=== Instruction ===
Rewrite the data below, swapping "gray hair" for "white hair" wherever it occurs and leaving everything else as it is.

------------

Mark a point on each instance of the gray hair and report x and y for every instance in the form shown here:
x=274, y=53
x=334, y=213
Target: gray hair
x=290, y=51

------------

=== Response to the exercise ===
Mark a point on each instance of the white hair and report x and y for every instance in the form shown here:
x=274, y=53
x=334, y=213
Target: white hair
x=290, y=51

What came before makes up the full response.